[Referring expression data]
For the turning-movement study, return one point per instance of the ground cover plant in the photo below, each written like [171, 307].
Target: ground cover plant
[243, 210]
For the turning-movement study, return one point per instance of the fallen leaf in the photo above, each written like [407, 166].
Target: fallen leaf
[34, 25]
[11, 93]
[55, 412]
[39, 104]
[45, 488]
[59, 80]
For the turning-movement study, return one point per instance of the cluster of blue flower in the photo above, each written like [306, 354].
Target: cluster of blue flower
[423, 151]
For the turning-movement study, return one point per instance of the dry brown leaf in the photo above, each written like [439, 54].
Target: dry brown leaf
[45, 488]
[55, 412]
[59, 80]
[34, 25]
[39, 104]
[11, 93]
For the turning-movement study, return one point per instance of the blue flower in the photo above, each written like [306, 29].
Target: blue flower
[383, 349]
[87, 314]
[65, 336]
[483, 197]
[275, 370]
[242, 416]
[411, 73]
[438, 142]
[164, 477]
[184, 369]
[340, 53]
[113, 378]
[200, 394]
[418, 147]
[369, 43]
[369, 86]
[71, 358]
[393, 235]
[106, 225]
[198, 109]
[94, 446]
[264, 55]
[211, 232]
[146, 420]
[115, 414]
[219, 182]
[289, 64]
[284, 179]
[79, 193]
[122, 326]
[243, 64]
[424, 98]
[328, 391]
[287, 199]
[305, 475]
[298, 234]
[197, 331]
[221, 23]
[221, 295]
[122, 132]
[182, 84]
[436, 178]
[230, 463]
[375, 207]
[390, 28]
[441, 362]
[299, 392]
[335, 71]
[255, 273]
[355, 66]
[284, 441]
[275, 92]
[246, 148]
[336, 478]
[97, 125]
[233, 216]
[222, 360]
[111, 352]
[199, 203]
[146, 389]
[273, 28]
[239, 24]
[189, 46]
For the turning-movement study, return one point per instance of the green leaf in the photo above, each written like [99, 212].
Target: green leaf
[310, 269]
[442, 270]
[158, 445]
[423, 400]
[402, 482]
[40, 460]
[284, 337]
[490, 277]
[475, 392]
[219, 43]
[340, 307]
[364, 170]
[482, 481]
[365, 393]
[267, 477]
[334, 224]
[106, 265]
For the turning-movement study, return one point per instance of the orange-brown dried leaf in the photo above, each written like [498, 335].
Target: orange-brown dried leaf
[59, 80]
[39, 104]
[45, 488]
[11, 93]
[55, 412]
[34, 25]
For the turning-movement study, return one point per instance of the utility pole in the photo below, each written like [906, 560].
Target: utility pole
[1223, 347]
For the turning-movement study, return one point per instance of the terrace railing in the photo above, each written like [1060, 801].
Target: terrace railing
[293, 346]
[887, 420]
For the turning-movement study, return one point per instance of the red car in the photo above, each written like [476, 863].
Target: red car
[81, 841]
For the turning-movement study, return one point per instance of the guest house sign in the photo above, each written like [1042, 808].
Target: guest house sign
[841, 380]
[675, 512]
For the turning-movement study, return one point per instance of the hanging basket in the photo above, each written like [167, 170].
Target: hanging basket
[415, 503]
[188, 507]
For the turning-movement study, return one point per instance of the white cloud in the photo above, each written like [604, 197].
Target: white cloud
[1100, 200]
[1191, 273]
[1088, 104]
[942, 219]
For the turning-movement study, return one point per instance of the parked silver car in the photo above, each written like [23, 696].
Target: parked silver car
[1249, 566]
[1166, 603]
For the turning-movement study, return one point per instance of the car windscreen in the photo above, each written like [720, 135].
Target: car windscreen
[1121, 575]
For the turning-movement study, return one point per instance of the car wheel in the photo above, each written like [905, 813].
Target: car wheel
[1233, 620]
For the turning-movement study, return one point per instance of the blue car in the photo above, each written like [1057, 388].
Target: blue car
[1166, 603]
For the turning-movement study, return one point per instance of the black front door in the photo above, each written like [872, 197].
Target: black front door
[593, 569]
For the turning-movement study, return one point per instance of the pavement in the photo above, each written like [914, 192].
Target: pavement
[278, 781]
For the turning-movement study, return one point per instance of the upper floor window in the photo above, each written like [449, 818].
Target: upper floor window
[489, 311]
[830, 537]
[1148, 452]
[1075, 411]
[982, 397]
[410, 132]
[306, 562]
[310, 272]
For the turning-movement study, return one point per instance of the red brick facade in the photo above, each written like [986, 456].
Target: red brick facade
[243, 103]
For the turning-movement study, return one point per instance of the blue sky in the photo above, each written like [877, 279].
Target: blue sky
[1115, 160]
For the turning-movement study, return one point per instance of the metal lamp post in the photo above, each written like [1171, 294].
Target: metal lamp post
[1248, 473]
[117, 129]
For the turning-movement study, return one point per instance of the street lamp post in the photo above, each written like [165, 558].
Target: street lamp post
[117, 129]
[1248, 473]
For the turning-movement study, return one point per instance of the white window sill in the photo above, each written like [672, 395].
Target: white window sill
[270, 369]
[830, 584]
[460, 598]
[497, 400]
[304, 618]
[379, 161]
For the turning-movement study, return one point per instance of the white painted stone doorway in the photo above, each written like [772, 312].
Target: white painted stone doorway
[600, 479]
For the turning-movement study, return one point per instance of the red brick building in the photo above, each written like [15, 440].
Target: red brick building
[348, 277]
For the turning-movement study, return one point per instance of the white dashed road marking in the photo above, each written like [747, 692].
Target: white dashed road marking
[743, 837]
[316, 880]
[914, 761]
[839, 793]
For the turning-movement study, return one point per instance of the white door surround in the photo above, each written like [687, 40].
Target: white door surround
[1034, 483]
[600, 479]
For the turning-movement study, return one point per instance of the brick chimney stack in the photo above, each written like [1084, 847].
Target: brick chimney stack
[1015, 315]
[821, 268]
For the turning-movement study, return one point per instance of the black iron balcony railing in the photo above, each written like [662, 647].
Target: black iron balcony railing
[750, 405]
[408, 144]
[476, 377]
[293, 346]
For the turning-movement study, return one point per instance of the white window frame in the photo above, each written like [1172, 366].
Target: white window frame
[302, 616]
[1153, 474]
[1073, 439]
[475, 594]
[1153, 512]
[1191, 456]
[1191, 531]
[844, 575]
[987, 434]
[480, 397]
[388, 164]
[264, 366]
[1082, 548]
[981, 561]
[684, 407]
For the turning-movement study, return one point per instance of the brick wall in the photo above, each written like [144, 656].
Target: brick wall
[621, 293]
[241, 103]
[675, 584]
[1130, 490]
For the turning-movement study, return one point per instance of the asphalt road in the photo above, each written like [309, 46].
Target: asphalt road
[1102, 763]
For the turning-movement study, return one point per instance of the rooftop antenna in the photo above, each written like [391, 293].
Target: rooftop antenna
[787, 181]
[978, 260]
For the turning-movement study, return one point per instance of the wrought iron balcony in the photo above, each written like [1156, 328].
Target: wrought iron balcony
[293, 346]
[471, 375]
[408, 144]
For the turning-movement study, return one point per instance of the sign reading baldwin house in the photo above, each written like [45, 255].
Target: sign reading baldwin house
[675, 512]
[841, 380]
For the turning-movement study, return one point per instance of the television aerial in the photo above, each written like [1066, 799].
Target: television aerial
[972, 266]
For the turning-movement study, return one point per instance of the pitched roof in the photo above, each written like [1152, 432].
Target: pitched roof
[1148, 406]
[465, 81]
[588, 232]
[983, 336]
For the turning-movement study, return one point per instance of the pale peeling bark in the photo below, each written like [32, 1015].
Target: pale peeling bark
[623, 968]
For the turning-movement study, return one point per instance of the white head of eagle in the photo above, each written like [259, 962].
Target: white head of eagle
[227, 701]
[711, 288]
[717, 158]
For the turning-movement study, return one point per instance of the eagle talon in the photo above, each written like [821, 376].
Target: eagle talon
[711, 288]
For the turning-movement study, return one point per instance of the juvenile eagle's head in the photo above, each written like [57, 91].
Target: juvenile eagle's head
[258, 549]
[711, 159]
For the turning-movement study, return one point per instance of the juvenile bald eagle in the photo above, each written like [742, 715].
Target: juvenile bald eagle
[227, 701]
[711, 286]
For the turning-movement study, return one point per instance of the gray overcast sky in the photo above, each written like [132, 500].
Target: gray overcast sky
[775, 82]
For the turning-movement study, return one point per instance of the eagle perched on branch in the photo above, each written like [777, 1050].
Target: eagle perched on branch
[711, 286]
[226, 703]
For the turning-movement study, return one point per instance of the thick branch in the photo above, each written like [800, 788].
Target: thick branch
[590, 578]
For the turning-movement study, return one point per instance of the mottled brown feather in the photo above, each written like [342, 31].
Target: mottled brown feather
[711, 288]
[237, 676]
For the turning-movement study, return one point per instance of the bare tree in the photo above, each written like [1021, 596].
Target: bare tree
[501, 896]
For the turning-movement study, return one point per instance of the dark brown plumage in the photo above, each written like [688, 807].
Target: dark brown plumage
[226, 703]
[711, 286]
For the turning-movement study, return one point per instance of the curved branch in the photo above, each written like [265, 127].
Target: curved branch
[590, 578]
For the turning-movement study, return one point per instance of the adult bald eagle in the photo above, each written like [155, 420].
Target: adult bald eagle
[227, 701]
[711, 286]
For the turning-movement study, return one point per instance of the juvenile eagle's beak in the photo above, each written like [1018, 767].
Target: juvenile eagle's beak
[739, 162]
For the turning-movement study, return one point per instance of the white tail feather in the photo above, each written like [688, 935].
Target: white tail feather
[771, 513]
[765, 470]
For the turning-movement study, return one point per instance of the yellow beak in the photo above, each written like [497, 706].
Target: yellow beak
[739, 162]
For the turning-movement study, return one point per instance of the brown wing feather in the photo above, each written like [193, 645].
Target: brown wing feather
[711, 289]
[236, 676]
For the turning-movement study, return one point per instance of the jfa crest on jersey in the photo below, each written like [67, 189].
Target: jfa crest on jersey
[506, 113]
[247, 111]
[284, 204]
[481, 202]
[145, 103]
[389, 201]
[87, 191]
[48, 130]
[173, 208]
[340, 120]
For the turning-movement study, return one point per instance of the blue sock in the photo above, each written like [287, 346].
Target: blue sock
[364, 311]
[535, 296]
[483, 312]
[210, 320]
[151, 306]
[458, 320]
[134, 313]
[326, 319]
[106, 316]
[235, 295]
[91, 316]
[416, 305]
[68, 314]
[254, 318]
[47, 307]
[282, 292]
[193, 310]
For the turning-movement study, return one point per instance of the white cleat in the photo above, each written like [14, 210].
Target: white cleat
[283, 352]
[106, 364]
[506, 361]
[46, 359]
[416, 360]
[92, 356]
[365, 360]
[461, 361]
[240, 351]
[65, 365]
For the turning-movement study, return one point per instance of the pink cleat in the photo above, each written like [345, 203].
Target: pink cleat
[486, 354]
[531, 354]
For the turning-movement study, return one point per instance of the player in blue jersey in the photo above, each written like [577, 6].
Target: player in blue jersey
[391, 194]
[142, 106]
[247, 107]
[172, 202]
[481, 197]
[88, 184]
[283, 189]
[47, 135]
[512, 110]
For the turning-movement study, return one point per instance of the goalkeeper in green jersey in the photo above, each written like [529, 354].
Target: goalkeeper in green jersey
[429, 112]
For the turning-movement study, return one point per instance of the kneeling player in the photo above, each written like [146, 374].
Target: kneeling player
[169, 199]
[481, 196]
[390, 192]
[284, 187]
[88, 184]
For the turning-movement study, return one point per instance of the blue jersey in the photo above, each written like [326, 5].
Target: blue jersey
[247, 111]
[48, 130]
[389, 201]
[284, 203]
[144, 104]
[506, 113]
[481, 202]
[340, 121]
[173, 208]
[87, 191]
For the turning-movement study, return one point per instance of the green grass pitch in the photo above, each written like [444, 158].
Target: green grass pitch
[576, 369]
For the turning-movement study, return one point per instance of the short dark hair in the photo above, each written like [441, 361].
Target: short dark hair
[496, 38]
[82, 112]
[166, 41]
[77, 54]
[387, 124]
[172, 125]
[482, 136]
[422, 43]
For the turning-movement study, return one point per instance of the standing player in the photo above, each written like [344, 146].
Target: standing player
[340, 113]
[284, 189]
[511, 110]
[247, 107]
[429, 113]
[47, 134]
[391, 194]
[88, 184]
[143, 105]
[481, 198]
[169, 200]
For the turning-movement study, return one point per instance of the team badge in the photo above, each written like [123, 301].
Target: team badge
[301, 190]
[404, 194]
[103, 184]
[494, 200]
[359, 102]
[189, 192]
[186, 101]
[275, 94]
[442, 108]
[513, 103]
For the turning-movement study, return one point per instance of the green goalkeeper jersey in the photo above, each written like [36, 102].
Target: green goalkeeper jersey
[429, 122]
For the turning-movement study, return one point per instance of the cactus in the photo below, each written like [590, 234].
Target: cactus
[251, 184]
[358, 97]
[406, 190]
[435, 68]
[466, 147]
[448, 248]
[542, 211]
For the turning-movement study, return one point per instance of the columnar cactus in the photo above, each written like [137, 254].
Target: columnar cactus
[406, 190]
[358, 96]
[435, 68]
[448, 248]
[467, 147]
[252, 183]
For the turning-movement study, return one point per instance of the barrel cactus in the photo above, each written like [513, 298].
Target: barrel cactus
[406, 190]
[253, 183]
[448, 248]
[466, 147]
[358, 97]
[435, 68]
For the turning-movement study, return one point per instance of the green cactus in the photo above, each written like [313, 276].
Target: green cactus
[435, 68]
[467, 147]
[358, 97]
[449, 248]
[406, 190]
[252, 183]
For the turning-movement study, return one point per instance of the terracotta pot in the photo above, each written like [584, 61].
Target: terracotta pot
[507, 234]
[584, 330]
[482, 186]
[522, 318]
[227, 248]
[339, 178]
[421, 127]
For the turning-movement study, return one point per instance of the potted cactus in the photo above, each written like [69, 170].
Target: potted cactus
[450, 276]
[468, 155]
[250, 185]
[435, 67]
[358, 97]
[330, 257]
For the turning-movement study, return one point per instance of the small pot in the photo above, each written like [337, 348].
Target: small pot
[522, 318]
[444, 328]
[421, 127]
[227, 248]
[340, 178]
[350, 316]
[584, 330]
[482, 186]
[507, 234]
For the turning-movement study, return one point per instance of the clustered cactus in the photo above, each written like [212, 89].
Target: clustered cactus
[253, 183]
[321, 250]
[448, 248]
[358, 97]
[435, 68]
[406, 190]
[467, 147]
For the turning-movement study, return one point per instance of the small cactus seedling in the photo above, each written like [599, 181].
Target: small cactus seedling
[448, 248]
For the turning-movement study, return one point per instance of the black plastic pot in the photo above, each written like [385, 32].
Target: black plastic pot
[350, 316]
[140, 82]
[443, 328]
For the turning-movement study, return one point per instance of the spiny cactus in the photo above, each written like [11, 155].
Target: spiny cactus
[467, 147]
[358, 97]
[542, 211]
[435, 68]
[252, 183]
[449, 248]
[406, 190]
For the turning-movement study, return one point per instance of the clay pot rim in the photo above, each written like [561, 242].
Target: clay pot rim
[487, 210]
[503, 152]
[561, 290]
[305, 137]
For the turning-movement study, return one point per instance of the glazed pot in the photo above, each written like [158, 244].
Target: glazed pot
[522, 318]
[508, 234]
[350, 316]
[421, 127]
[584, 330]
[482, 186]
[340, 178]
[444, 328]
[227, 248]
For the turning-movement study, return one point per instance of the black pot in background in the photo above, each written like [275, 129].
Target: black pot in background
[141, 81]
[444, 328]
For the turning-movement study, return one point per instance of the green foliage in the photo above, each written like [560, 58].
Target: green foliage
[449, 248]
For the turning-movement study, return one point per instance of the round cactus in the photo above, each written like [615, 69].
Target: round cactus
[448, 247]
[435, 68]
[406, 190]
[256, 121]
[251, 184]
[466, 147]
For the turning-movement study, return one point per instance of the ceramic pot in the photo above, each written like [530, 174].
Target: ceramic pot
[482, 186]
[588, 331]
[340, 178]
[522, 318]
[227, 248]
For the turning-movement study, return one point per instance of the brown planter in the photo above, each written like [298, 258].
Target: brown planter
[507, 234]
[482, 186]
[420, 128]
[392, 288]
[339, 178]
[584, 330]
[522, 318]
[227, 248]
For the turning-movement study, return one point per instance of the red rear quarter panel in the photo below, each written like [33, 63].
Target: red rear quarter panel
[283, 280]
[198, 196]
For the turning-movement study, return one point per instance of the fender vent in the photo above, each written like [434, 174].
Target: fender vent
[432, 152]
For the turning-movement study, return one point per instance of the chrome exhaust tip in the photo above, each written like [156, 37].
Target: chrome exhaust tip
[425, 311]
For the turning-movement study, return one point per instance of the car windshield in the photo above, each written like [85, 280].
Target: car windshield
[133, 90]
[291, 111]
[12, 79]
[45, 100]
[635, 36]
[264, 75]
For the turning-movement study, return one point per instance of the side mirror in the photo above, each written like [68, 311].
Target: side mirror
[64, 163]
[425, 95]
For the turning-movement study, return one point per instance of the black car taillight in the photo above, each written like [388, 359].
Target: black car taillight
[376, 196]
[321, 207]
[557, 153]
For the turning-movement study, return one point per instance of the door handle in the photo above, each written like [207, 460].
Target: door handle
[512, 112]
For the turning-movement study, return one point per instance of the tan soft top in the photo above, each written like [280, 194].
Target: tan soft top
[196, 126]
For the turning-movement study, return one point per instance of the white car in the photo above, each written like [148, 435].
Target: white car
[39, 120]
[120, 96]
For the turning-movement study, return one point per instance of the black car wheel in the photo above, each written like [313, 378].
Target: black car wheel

- Aim of the exercise -
Please give back, exactly as it stands above, the stretch from the line with "Target: white dashed road marking" through the line with "like [662, 647].", and no line outside it.

- Your solution -
Target: white dashed road marking
[743, 837]
[316, 880]
[914, 761]
[839, 793]
For the turning-movement study, return one point per instance of the white door surround in the photo above, each written like [687, 40].
Target: white door surround
[1034, 483]
[600, 479]
For the turning-movement study, return one point per instance of the brick chimney stack in the photo above, each written like [1084, 847].
Target: brick chimney stack
[1015, 315]
[821, 268]
For the turning-movement study, return one point per instance of the black iron balcony railing in the photo above, each written like [662, 647].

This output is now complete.